§ Document section

** BEGIN **

Solution and Explanation

Step 1: Understanding the Concept:
Logarithmic equations require a careful check of the domain. For \( \log_b(a) \), we must have \( a>0, b>0 \), and \( b \neq 1 \).
Step 2: Key Formula or Approach:
1. Determine the domain of \( \log_{x+1}(3 + 2x - x^2) \).
2. Simplify the LHS using the property \( b^{\log_b a} = a \).
3. Solve the resulting algebraic equation and check against the domain.
Step 3: Detailed Explanation:
Domain check:
1. Base: \( x + 1>0 \implies x>-1 \) and \( x + 1 \neq 1 \implies x \neq 0 \).
2. Argument: \( 3 + 2x - x^2>0 \implies x^2 - 2x - 3<0 \implies (x-3)(x+1)<0 \).

** END **

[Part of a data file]
** BEGIN **

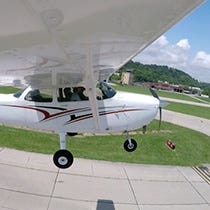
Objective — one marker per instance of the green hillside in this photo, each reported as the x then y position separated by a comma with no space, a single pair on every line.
155,73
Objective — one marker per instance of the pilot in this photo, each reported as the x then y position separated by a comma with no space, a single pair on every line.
78,94
67,93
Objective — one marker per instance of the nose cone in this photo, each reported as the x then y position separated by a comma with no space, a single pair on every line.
140,109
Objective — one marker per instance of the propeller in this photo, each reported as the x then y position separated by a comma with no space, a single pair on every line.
162,104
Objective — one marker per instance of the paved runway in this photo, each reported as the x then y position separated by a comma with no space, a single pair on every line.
30,181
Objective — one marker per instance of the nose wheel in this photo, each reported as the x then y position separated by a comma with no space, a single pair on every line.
130,145
63,159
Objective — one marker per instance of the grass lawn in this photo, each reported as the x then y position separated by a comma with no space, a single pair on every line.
198,111
142,90
192,148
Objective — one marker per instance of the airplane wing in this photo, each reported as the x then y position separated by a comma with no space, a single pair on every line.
60,42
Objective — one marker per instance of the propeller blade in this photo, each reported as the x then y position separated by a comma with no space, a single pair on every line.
154,94
160,108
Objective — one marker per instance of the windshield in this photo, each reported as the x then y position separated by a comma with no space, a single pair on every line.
19,93
107,90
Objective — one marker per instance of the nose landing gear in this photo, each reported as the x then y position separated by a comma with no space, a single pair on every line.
130,145
63,158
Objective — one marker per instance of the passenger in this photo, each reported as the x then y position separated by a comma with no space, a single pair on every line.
78,94
81,93
36,96
67,93
75,95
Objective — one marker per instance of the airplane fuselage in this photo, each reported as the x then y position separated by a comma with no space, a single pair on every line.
122,112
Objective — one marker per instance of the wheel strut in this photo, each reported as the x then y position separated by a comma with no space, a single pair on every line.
63,158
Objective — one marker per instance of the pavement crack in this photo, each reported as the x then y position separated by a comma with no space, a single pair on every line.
53,189
132,190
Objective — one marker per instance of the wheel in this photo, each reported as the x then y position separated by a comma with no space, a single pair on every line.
130,147
63,159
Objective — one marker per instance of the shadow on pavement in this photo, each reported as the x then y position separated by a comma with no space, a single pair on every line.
105,205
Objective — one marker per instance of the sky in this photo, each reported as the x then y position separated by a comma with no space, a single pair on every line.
186,46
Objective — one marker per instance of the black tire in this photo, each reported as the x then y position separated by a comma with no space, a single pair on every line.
63,159
132,147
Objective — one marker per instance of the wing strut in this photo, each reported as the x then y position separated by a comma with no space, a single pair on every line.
91,87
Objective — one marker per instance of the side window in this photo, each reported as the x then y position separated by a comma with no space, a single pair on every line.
106,90
38,96
72,94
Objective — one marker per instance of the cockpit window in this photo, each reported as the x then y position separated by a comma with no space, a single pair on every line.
107,90
72,94
19,93
37,96
103,91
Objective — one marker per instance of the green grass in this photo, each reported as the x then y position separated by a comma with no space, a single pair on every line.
8,90
192,148
198,111
142,90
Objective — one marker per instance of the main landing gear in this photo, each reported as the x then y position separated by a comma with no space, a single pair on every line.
63,158
130,145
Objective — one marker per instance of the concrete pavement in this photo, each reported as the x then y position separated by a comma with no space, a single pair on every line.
31,181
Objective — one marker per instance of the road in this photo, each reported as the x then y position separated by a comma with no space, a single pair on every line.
188,121
31,181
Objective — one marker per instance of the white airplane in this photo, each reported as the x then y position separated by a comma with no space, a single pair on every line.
64,50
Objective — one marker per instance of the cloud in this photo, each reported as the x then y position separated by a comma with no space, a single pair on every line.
202,60
184,44
162,52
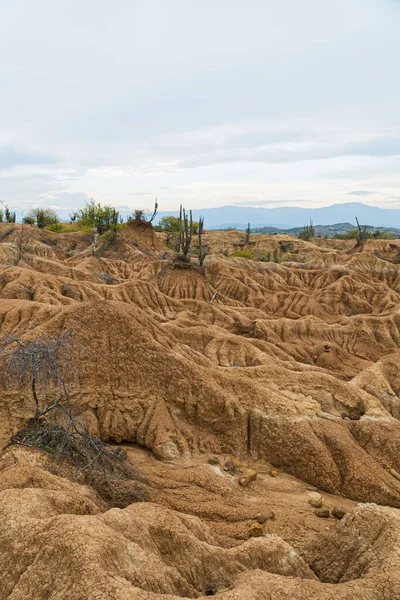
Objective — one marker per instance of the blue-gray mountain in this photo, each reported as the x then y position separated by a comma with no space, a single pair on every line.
292,216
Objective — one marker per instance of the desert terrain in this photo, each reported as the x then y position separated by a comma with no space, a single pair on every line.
256,399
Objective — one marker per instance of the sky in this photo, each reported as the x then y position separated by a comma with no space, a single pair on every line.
206,103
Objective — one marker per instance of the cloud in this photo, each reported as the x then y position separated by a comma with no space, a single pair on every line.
302,100
11,157
362,193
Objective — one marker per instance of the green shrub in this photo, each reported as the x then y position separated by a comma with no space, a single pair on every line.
244,254
56,227
42,217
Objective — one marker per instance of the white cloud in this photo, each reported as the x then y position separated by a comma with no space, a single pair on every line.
207,102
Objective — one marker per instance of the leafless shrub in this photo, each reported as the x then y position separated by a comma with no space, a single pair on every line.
104,468
108,279
46,365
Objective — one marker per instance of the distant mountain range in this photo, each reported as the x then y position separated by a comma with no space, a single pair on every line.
291,216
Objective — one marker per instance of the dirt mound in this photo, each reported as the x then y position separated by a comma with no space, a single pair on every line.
291,365
57,541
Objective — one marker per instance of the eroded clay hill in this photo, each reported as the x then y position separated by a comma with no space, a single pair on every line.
291,365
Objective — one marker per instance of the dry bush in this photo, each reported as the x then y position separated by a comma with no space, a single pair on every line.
46,366
105,469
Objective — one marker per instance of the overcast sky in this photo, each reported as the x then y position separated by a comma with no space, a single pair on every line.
206,102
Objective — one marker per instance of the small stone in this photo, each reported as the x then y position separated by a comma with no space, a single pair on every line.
322,512
315,503
262,517
230,466
256,530
243,481
315,497
395,474
311,488
251,474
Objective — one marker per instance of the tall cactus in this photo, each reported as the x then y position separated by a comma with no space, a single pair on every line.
185,233
202,253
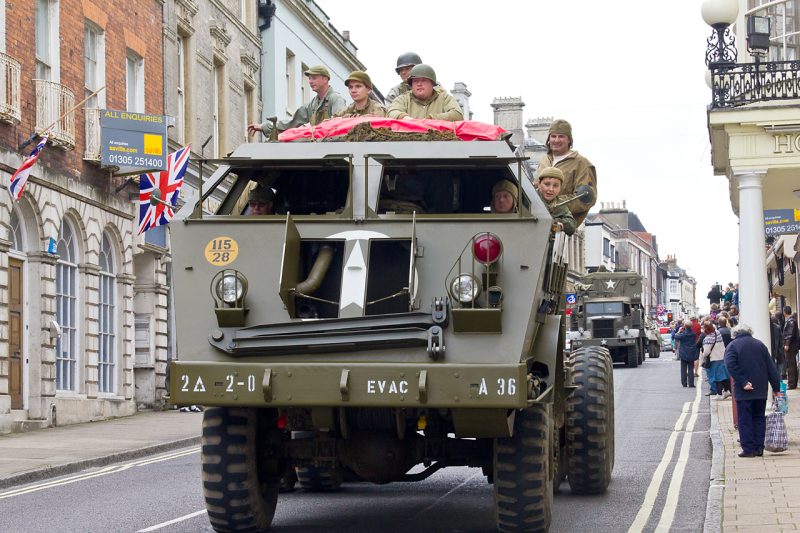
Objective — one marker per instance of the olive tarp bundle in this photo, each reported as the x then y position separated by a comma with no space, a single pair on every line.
365,132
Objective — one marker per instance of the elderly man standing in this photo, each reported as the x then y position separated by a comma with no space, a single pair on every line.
751,368
576,168
323,106
405,63
425,99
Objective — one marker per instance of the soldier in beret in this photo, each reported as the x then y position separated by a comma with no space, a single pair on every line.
504,197
550,182
260,200
359,85
576,169
323,106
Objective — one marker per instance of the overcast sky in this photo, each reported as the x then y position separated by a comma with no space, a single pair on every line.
628,75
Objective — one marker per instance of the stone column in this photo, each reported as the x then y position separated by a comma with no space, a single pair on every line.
753,291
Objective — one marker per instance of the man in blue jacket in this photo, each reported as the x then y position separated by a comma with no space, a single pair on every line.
688,352
751,368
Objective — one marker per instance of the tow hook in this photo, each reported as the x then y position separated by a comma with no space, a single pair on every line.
435,343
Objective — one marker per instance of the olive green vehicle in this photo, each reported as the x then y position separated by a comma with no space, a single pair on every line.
609,313
381,325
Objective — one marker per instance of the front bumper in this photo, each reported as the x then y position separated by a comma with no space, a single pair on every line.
348,385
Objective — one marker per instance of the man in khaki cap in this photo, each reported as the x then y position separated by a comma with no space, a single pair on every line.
323,106
426,99
359,85
549,186
576,169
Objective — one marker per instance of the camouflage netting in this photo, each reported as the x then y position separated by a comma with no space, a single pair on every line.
365,132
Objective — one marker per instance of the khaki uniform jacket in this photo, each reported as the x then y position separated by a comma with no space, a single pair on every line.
373,109
577,171
561,213
441,106
313,112
397,90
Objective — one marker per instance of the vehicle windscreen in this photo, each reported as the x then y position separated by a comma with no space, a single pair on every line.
604,308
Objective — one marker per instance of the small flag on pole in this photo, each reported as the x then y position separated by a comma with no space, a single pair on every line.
169,182
20,177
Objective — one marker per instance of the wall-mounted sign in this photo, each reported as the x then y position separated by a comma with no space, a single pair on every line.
133,140
781,221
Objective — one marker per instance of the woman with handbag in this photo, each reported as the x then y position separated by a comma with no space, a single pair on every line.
714,362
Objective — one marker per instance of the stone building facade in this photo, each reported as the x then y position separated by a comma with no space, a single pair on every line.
66,247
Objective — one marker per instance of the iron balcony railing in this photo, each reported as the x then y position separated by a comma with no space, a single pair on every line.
52,101
739,84
9,90
91,151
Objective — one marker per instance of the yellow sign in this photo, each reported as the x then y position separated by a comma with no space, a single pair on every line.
221,251
153,144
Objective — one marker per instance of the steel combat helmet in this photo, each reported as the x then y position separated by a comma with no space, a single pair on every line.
422,71
408,59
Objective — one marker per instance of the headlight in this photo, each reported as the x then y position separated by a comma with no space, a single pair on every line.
465,288
230,286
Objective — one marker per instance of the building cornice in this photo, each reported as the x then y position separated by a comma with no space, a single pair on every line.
325,33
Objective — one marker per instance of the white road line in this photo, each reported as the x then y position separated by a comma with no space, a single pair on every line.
658,476
673,494
170,522
113,469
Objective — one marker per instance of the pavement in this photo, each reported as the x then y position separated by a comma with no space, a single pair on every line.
753,494
747,495
51,452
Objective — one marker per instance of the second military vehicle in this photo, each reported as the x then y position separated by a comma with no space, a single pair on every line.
609,313
382,324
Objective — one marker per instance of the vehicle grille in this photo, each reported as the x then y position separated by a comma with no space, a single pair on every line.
603,328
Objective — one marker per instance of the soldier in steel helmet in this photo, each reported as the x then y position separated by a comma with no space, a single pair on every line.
576,169
359,85
323,106
549,186
425,99
405,62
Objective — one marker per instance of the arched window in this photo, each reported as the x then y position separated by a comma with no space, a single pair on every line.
17,242
66,308
107,356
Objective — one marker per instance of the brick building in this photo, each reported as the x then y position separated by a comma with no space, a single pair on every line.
67,276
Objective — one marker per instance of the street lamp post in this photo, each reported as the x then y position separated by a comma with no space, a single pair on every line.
720,14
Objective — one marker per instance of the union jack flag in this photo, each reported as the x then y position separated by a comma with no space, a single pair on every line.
20,177
169,182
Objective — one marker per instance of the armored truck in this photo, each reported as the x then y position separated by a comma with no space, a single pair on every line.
360,333
609,313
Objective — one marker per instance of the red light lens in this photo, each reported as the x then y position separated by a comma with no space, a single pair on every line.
487,248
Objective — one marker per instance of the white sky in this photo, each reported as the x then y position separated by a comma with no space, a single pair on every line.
629,75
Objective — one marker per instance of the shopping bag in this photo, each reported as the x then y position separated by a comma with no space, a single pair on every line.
776,439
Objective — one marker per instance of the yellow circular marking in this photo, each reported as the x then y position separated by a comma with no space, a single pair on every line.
221,251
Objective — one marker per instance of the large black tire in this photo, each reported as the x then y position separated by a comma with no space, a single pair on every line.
590,422
523,481
319,478
241,468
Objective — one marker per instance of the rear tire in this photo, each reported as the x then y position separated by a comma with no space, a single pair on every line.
590,422
241,468
523,481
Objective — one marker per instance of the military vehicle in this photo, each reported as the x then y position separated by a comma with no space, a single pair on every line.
351,334
609,313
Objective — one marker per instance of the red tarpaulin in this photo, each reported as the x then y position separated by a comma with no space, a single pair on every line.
466,130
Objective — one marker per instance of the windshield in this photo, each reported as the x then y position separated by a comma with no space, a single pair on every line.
604,308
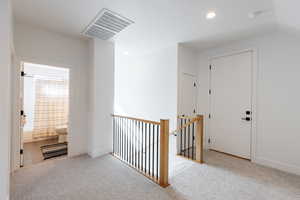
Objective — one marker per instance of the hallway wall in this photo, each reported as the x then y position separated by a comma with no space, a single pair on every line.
6,55
146,85
40,46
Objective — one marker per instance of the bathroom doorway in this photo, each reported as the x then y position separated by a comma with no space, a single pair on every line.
44,113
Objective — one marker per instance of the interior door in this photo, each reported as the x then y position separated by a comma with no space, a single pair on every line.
231,86
188,95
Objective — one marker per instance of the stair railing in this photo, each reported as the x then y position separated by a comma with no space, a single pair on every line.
143,145
190,133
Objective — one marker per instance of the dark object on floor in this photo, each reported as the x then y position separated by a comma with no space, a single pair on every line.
54,150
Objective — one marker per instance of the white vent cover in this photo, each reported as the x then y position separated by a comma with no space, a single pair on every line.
106,25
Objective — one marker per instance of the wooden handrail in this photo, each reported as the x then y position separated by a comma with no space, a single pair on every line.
136,119
122,132
187,124
199,125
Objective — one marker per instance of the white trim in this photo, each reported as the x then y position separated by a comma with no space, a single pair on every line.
99,152
17,107
254,96
294,169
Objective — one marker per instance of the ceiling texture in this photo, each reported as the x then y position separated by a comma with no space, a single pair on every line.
161,23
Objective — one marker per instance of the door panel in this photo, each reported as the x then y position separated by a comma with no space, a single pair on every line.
231,86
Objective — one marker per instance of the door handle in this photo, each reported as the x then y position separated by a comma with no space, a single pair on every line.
246,119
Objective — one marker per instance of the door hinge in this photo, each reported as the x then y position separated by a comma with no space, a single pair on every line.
23,73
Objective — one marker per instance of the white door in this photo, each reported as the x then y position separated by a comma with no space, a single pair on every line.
231,86
188,95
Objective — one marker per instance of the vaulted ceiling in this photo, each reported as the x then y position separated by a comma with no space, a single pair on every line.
161,23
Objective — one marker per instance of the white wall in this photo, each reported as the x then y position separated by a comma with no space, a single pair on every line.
101,97
146,85
188,64
39,46
278,121
5,100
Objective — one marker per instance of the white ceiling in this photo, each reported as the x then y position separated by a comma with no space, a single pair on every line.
159,23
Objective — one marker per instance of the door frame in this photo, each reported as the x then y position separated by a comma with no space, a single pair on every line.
16,133
254,96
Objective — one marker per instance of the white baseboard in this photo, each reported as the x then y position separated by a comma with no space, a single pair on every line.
278,165
98,152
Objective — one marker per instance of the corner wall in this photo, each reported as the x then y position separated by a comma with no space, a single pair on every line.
146,85
39,46
278,121
101,82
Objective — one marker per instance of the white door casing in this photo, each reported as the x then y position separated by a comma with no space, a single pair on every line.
231,96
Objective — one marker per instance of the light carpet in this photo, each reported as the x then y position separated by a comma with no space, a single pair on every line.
220,178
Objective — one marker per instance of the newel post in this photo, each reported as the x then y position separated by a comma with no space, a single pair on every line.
199,139
164,153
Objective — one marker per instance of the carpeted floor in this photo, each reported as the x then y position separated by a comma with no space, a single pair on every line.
221,178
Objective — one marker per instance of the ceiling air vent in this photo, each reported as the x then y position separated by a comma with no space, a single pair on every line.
106,25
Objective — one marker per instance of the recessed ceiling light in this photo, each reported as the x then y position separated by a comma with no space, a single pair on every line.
211,15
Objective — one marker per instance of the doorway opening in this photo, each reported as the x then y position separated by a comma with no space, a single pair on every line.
232,96
44,113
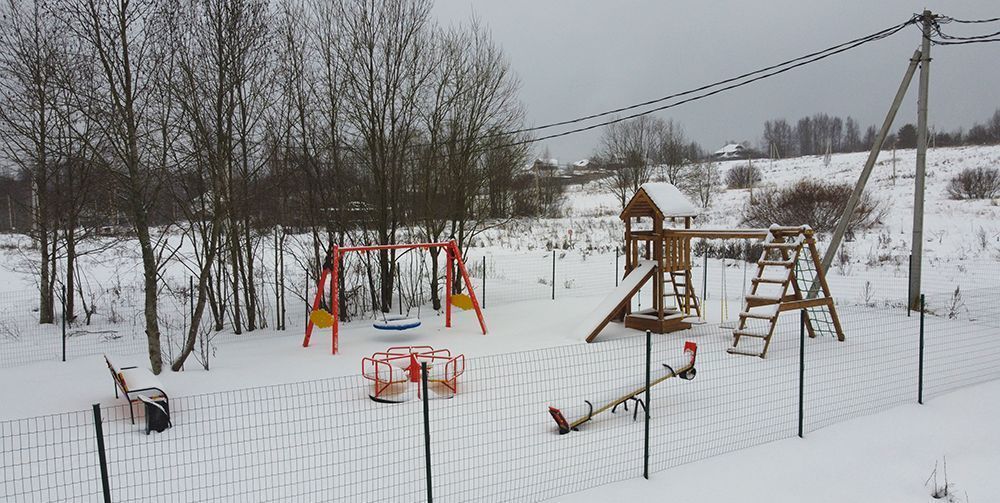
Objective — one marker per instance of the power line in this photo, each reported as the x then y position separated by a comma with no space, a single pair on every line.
973,21
734,82
801,62
947,39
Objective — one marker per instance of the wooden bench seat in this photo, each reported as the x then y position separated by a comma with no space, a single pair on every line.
136,381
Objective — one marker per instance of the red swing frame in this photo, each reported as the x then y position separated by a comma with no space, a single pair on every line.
331,271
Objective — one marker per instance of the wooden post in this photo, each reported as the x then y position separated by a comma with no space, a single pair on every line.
802,367
920,375
645,453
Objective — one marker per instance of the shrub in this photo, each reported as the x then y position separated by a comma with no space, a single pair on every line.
743,176
812,202
975,183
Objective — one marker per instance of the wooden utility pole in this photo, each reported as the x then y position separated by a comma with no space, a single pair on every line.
917,246
859,187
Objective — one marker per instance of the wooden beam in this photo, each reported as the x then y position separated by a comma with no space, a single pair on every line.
718,233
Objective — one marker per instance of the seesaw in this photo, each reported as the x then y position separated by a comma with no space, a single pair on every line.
682,367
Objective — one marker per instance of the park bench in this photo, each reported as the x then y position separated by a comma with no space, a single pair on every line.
135,384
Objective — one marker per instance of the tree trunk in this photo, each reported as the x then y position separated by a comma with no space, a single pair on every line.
150,290
234,264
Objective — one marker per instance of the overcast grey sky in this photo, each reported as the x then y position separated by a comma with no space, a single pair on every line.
580,57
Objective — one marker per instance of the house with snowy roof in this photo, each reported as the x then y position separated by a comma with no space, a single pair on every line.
731,151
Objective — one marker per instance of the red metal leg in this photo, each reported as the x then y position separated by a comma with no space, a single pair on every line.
316,300
468,286
447,288
334,298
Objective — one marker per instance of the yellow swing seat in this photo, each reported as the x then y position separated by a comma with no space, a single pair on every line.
321,318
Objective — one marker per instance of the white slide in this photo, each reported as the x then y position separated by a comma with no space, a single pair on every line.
602,314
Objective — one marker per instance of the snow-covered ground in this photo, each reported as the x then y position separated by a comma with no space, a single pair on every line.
498,440
887,457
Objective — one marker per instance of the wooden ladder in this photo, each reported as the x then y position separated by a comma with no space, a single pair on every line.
684,295
769,288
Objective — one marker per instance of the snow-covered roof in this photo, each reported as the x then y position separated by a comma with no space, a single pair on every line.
731,148
669,200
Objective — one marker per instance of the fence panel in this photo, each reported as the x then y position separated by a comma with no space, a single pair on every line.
49,458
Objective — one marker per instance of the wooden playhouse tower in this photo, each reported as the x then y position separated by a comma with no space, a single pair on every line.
658,238
655,208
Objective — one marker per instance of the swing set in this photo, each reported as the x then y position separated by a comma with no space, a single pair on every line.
323,319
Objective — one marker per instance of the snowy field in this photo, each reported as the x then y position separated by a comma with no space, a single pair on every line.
886,457
273,420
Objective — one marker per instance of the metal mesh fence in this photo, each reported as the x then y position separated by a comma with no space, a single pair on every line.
49,458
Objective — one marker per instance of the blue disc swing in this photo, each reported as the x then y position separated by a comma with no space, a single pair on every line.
400,322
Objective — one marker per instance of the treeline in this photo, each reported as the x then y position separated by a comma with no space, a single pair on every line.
821,133
228,122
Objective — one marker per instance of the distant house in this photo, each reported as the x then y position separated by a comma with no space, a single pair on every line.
731,151
545,165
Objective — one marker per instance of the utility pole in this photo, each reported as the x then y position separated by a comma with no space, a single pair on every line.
917,246
859,187
10,213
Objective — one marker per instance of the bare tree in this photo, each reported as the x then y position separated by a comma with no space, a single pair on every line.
628,149
120,36
30,63
673,152
702,182
385,46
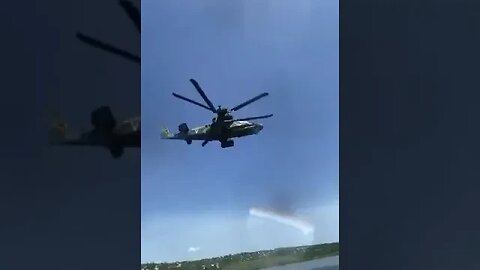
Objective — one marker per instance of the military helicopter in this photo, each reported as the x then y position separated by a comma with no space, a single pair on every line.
223,127
134,15
106,133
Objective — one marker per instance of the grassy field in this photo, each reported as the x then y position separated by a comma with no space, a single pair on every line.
254,260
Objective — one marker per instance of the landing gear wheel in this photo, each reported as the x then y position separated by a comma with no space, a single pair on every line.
226,144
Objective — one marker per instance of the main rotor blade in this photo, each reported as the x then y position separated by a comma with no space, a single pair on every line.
252,118
132,13
107,47
238,107
191,101
200,91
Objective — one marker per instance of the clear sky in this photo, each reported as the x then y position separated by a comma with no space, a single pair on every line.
196,200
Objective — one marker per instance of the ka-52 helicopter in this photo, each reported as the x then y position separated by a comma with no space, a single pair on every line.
223,128
106,132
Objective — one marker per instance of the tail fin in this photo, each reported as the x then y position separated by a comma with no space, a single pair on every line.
166,134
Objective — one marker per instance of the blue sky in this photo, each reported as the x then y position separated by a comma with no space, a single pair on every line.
198,198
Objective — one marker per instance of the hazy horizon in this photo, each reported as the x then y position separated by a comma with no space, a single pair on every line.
196,200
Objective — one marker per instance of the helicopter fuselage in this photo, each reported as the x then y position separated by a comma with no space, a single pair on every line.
214,132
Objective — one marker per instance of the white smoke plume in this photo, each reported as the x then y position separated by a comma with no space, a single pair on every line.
289,220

** END **

§ Problem to solve
Answer these questions from the logarithmic equation solution:
(a) What three conditions must hold for log_b(a) to be defined?
(b) Which property is used to simplify the left-hand side?
(c) What two restrictions on x come from the base x + 1?

§ Solved exercise
(a) a > 0, b > 0, and b ≠ 1.
(b) b^(log_b a) = a.
(c) x > −1 and x ≠ 0.